● **PROBLEM REQUIREMENTS**
Locate each line in the records that contains the word "blue" and copy those lines out in full.

● **LISTED ENTRIES**
::::::::

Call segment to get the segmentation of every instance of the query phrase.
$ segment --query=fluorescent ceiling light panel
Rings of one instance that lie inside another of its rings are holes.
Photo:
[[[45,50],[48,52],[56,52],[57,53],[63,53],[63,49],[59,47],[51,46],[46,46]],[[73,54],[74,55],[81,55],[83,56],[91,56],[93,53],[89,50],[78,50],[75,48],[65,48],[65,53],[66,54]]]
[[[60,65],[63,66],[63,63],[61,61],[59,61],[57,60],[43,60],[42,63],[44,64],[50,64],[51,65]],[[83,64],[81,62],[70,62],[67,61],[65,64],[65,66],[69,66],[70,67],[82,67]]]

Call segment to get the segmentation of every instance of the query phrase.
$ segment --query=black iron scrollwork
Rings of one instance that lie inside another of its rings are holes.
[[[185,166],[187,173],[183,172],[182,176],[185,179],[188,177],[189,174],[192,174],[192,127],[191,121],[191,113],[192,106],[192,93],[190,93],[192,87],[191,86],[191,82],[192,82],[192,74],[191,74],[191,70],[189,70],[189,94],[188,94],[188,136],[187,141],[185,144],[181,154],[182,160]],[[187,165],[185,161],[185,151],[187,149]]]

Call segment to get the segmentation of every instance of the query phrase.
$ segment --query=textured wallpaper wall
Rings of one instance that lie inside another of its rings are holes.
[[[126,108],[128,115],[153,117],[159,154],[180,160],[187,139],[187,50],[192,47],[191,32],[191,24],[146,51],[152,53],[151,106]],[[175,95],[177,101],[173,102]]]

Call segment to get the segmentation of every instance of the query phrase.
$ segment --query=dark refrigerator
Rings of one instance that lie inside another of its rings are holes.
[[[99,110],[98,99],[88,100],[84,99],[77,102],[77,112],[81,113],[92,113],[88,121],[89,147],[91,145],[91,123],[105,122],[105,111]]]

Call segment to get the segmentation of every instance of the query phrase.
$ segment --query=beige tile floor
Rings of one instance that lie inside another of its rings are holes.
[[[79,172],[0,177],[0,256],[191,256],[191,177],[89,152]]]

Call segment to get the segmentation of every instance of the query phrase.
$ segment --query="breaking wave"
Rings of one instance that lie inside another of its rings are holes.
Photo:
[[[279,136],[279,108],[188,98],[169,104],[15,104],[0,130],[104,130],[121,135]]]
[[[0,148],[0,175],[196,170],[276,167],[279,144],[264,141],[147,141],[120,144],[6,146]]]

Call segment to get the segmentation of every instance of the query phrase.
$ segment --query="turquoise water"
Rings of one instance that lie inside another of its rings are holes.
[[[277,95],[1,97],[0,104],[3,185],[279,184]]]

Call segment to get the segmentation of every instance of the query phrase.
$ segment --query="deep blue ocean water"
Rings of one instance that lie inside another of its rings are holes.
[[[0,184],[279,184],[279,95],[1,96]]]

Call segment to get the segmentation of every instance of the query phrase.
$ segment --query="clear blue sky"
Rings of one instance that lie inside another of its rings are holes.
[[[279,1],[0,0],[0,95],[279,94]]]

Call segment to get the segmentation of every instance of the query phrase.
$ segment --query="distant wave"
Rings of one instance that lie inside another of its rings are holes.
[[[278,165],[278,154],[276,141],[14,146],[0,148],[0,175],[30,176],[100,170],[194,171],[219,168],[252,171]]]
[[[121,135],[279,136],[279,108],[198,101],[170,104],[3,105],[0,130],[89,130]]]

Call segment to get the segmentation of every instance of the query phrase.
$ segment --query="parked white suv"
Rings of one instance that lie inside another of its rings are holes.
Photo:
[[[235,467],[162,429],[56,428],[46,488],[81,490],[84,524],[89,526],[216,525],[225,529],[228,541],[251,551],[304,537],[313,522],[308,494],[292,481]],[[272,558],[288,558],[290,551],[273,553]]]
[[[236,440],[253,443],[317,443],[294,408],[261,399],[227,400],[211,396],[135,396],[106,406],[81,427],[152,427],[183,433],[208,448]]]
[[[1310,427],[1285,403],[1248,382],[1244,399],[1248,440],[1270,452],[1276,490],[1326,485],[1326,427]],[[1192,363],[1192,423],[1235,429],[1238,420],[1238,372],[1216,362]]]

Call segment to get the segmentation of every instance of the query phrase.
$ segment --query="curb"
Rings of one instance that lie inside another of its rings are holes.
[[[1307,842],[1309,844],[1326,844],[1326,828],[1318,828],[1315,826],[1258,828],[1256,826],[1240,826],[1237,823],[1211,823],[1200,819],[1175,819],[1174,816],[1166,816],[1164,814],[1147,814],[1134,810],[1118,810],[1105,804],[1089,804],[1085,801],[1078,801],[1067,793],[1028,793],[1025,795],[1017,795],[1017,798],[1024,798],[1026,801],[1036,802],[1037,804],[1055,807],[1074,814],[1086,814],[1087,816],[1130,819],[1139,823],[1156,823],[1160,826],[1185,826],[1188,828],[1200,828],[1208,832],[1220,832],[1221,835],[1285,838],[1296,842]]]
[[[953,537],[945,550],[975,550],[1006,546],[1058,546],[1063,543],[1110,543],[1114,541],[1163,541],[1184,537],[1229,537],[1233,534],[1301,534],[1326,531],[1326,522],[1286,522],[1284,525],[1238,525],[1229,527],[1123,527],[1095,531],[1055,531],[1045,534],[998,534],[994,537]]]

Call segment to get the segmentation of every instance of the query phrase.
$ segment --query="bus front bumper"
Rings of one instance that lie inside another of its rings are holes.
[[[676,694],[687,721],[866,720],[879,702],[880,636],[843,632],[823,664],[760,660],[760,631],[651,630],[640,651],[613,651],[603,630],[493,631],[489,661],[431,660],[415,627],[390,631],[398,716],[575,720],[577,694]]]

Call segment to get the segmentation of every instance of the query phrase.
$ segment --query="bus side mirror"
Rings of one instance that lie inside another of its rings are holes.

::::::::

● **RESULT OF THIS EXERCISE**
$ segment --query="deep blue ocean water"
$ segment --query="clear blue sky"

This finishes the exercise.